> _Problem to solve_: Return the lines of the items below unchanged, beginning with the line that contains "to the stone" and continuing through the final line of the items.
# Material shown start
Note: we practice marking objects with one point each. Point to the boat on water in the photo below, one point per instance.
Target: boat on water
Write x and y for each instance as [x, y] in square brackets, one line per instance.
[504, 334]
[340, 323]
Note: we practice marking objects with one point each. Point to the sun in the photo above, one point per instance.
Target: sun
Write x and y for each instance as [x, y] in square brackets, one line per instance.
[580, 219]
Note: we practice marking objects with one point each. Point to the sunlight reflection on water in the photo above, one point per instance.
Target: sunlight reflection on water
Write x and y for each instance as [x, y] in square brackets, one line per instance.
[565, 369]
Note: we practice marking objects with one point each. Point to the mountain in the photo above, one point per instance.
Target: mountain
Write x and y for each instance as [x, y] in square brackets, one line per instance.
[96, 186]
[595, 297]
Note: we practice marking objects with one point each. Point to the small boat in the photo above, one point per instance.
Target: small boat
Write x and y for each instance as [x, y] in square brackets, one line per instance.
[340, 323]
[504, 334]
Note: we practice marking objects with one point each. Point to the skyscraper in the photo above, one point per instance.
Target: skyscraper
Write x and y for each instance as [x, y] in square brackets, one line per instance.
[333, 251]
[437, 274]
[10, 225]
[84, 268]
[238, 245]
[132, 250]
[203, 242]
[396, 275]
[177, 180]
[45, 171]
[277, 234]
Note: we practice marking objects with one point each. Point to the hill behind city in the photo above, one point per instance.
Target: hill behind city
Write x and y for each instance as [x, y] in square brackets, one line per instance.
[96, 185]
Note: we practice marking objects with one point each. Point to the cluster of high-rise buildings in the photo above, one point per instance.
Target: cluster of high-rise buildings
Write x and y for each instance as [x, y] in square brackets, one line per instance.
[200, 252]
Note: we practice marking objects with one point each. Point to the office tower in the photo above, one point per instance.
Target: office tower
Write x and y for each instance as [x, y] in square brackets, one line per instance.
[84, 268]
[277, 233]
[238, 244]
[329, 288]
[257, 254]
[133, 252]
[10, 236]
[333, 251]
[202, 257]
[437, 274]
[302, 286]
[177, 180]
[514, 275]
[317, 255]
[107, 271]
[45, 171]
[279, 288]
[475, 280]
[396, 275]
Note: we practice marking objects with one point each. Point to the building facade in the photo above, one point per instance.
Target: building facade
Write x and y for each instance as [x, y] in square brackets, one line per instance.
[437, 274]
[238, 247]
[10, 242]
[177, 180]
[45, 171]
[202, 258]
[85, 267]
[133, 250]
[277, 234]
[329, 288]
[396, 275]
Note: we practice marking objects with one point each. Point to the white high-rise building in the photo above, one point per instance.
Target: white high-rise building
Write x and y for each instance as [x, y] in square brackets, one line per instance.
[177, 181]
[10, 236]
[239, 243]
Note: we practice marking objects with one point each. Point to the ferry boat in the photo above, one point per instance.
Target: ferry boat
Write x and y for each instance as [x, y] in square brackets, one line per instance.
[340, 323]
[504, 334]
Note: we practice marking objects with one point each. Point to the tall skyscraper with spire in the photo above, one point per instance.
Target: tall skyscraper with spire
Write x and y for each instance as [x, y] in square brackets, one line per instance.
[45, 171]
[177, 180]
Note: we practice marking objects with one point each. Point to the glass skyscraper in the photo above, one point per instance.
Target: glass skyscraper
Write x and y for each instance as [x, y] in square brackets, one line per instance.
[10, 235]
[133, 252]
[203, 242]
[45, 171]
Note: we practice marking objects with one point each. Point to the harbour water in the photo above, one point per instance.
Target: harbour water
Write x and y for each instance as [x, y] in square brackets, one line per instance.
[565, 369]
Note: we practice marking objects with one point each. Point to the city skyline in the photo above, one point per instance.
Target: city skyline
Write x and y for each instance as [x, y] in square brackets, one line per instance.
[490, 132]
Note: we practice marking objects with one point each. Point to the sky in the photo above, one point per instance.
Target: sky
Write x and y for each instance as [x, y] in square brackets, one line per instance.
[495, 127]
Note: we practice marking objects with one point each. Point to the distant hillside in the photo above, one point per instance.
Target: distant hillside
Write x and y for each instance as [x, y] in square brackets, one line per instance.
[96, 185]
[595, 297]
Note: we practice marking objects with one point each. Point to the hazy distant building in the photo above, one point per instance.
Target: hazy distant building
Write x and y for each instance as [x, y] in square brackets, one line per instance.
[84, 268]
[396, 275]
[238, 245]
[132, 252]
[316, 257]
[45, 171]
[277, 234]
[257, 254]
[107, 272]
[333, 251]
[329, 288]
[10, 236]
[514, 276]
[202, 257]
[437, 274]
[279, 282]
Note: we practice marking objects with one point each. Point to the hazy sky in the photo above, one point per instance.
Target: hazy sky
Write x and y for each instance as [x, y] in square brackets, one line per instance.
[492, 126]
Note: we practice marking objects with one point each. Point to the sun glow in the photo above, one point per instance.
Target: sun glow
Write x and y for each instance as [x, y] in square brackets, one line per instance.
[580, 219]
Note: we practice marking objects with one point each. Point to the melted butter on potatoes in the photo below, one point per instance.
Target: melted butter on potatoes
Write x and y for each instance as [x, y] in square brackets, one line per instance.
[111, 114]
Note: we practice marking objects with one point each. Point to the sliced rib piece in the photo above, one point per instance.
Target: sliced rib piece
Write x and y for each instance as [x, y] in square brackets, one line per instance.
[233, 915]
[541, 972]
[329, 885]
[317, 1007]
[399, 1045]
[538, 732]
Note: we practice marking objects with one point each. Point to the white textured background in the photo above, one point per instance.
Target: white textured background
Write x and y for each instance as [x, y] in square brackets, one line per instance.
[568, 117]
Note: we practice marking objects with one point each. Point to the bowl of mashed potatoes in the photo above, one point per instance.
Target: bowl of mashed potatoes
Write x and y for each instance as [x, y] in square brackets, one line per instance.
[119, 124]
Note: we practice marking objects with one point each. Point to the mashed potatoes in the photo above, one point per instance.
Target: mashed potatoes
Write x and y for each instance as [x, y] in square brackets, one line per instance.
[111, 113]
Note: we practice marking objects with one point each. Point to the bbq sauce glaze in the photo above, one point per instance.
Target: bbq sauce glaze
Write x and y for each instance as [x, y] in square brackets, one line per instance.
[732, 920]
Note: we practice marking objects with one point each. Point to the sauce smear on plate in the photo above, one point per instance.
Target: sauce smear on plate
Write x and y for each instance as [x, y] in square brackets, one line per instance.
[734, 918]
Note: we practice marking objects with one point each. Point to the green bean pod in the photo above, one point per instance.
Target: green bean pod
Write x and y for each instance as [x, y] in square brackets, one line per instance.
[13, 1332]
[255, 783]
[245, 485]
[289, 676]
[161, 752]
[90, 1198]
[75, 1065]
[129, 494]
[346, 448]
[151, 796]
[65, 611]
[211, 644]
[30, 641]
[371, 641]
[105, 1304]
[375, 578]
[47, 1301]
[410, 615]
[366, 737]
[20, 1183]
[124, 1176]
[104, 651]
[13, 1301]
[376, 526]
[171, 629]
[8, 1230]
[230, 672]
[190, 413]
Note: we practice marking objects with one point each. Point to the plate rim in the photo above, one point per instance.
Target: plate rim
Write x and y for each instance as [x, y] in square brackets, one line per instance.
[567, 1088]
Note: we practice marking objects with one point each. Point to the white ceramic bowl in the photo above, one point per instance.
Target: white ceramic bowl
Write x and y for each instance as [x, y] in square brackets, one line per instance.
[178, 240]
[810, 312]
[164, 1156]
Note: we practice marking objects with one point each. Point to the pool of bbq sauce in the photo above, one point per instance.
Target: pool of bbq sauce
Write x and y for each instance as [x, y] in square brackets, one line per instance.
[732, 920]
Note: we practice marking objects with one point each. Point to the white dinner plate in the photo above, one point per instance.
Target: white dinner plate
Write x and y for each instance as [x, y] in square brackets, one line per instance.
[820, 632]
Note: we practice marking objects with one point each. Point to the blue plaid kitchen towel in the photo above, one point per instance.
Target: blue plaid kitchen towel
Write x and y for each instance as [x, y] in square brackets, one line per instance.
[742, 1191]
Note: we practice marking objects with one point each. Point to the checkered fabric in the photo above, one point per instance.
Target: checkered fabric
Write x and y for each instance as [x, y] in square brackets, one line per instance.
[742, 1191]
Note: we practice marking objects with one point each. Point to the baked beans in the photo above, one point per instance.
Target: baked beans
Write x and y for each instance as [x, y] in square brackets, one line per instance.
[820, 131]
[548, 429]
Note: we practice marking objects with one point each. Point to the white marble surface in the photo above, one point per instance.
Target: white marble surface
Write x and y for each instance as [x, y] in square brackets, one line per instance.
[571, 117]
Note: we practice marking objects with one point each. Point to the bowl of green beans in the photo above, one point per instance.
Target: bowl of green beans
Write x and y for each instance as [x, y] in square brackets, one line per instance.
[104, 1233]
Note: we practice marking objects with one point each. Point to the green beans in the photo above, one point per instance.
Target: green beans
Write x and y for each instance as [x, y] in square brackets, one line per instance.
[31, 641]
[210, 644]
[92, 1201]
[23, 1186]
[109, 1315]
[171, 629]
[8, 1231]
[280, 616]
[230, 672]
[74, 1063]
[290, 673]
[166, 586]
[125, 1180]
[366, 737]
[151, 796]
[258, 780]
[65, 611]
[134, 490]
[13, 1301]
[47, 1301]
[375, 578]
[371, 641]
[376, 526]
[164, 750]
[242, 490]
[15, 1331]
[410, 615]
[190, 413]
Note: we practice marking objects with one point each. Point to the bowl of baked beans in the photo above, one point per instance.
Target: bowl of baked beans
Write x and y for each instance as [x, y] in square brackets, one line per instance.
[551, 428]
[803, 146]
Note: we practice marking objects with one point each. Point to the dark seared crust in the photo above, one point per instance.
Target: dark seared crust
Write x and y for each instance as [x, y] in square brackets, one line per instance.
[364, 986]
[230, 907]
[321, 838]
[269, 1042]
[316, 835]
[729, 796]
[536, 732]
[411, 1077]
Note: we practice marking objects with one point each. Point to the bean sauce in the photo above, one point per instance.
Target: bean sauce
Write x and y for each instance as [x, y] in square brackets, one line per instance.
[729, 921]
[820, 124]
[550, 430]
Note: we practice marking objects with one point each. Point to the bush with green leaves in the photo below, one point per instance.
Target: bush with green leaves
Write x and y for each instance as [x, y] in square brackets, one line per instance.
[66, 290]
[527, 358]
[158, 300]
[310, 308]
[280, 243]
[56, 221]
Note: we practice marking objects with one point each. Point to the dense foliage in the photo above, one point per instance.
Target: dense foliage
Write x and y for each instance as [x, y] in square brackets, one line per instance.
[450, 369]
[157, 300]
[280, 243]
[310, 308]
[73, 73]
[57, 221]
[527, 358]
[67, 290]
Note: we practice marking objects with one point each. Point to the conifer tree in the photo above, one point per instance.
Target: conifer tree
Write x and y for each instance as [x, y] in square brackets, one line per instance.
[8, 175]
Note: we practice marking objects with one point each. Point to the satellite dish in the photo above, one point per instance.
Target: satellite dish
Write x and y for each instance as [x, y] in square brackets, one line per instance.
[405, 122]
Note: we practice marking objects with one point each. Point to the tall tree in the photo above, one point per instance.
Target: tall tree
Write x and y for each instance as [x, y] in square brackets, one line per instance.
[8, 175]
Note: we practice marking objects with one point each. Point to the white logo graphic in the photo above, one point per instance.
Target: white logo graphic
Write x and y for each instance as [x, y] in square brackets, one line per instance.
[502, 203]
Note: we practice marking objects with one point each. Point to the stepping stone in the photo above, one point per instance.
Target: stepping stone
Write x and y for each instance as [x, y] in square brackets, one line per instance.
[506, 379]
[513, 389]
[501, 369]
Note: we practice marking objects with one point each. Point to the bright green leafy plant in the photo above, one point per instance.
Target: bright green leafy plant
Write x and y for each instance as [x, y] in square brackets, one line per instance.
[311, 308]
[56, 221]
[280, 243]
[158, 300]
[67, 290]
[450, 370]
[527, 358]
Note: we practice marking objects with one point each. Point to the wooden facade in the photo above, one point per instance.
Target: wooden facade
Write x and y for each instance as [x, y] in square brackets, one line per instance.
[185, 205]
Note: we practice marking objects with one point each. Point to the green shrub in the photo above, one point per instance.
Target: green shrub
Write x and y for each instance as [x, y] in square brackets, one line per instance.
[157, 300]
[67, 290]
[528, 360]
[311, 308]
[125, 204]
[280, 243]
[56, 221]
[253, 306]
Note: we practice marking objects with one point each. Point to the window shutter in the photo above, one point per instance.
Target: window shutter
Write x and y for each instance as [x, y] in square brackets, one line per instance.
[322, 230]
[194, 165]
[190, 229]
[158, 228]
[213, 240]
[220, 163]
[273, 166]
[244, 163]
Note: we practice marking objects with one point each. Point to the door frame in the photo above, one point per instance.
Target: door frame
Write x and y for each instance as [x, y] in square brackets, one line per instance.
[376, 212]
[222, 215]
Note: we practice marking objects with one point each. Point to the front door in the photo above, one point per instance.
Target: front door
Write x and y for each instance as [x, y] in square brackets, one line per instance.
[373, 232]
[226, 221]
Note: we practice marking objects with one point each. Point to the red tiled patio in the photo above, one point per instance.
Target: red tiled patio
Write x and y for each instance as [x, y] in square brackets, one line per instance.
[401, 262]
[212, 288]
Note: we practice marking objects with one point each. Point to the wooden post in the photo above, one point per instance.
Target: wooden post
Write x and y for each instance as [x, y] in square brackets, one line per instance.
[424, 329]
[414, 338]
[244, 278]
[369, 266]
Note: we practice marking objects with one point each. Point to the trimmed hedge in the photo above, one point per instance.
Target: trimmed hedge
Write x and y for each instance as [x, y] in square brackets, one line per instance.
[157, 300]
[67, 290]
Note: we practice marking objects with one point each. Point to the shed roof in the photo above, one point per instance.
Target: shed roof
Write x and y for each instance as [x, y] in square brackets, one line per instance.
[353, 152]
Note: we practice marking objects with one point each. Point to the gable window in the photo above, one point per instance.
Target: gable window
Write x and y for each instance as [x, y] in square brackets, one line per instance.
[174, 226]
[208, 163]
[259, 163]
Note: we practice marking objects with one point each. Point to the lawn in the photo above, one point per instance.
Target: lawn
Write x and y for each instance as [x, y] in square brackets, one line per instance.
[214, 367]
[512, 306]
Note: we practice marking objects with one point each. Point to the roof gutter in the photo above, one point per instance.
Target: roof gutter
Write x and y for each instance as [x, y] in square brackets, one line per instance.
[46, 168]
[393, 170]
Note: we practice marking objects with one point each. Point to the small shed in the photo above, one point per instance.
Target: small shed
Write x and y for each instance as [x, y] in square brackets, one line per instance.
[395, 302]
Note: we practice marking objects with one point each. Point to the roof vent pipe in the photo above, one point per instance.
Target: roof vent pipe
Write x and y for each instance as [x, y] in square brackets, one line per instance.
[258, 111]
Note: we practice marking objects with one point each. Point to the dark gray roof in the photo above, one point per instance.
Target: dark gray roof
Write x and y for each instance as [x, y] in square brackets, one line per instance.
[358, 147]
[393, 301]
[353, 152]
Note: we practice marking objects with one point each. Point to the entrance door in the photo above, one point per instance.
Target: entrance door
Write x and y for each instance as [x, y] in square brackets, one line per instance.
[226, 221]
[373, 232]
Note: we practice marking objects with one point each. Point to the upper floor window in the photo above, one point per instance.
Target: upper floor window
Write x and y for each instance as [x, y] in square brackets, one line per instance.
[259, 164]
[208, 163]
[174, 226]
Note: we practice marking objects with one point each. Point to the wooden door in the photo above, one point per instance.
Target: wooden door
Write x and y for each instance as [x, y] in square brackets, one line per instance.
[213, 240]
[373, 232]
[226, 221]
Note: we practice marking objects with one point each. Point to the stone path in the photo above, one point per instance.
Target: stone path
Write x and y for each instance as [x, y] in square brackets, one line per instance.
# Material shown end
> _Output for this task_:
Note: we practice marking objects with one point each. Point to the stone path in the photo above, one point per instance.
Target: stone path
Write x and y for each instance as [x, y] in square brackets, one line per instance.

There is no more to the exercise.